[Pointing dataset excerpts]:
________________________________________

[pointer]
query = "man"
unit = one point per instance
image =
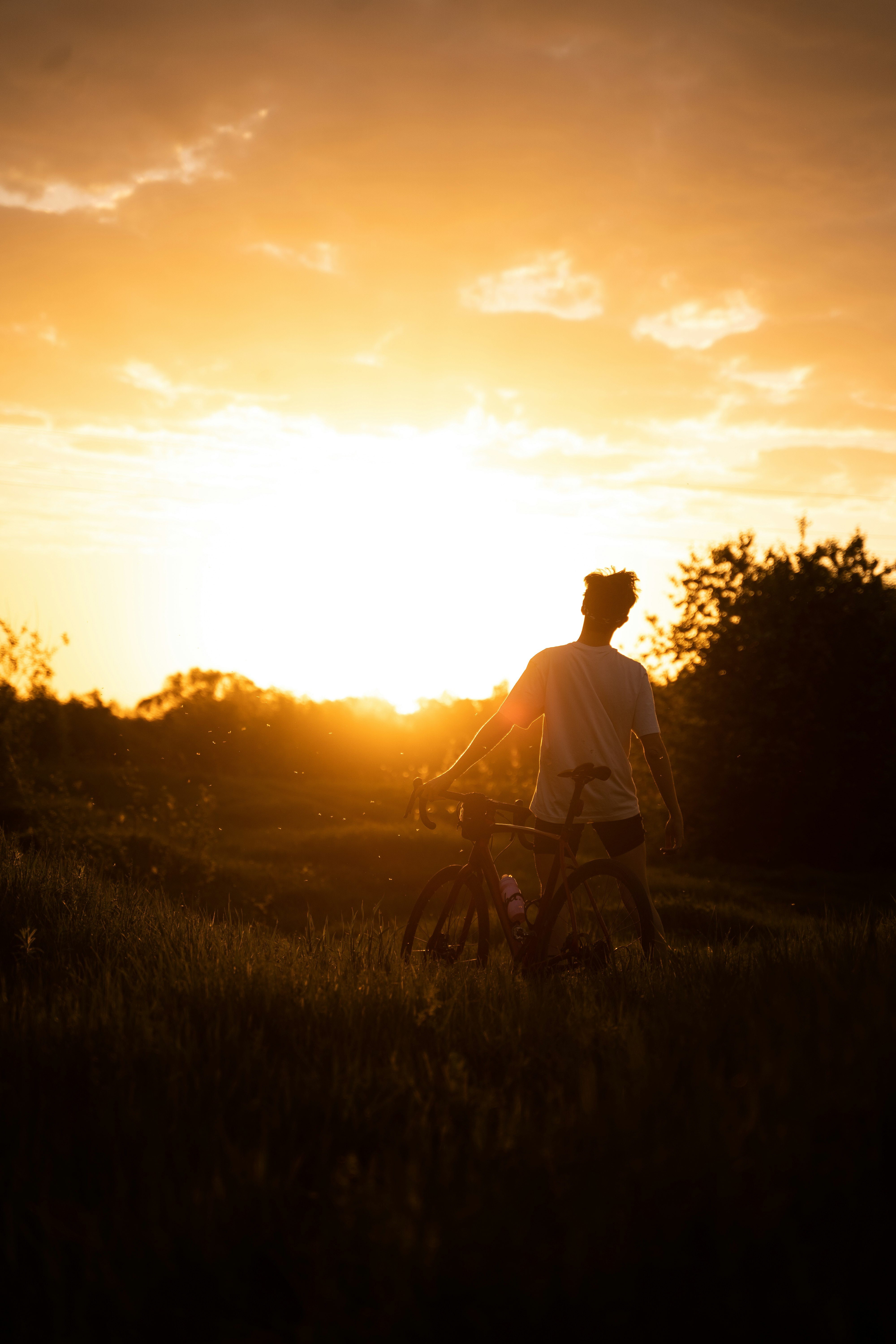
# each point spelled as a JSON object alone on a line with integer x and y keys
{"x": 593, "y": 700}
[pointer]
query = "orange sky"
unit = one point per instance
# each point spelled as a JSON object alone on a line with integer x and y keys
{"x": 339, "y": 341}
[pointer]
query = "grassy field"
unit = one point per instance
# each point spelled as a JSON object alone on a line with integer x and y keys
{"x": 220, "y": 1130}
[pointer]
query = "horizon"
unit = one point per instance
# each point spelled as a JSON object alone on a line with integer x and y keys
{"x": 340, "y": 345}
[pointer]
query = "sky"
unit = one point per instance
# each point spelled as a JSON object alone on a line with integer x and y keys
{"x": 340, "y": 341}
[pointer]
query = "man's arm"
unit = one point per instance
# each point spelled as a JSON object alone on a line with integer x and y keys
{"x": 660, "y": 768}
{"x": 492, "y": 732}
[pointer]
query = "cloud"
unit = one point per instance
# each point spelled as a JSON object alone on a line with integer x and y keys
{"x": 190, "y": 163}
{"x": 546, "y": 286}
{"x": 778, "y": 385}
{"x": 840, "y": 471}
{"x": 323, "y": 257}
{"x": 41, "y": 330}
{"x": 695, "y": 327}
{"x": 374, "y": 358}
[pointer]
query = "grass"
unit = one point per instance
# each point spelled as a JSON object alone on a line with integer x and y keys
{"x": 217, "y": 1131}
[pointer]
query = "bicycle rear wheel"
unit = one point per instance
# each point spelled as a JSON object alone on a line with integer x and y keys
{"x": 610, "y": 919}
{"x": 450, "y": 919}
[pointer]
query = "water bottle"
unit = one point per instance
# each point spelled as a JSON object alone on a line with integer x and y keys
{"x": 514, "y": 901}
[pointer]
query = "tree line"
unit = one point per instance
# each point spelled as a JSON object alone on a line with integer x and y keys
{"x": 774, "y": 689}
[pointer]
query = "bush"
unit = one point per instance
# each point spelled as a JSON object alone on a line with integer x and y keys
{"x": 780, "y": 708}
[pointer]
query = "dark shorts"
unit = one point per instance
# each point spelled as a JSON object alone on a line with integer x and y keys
{"x": 616, "y": 837}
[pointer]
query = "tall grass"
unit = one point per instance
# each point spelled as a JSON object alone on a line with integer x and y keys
{"x": 213, "y": 1130}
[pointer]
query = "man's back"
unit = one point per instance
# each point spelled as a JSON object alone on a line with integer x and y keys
{"x": 592, "y": 698}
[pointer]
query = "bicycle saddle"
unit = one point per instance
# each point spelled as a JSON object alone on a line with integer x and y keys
{"x": 586, "y": 773}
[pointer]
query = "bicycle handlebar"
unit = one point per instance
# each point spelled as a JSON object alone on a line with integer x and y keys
{"x": 584, "y": 775}
{"x": 454, "y": 798}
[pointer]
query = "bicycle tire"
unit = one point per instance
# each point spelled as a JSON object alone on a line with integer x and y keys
{"x": 443, "y": 937}
{"x": 536, "y": 954}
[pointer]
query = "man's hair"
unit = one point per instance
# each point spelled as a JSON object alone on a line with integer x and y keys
{"x": 609, "y": 596}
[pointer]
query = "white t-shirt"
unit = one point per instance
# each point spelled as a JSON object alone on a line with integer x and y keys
{"x": 592, "y": 700}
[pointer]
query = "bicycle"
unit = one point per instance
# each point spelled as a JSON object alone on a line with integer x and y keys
{"x": 602, "y": 923}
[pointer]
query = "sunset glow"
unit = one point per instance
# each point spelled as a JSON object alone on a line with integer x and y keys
{"x": 339, "y": 342}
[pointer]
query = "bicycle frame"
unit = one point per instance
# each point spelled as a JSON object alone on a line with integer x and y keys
{"x": 483, "y": 864}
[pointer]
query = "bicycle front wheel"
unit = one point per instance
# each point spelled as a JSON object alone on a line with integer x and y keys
{"x": 608, "y": 915}
{"x": 450, "y": 919}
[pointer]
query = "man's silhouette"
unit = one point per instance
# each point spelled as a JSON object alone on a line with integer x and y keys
{"x": 593, "y": 700}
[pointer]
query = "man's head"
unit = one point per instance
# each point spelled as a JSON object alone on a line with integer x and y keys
{"x": 609, "y": 597}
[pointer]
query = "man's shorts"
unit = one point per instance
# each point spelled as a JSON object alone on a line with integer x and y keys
{"x": 616, "y": 837}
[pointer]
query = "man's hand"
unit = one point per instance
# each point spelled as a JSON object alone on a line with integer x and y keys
{"x": 675, "y": 834}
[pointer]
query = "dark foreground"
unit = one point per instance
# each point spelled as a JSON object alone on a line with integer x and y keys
{"x": 213, "y": 1131}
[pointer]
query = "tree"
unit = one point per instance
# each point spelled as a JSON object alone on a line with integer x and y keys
{"x": 780, "y": 702}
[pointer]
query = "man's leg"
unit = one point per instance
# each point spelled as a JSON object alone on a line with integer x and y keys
{"x": 637, "y": 862}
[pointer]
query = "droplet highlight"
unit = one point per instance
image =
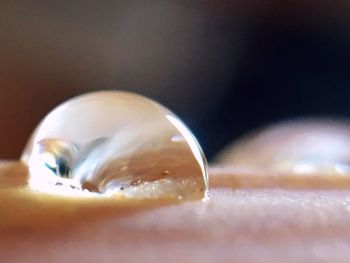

________________________________________

[What to work on]: Collect every line of the records that contains the word "dark" and copy each one in full. Match case exactly.

[Completed exercise]:
query = "dark shorts"
query = "dark foreground"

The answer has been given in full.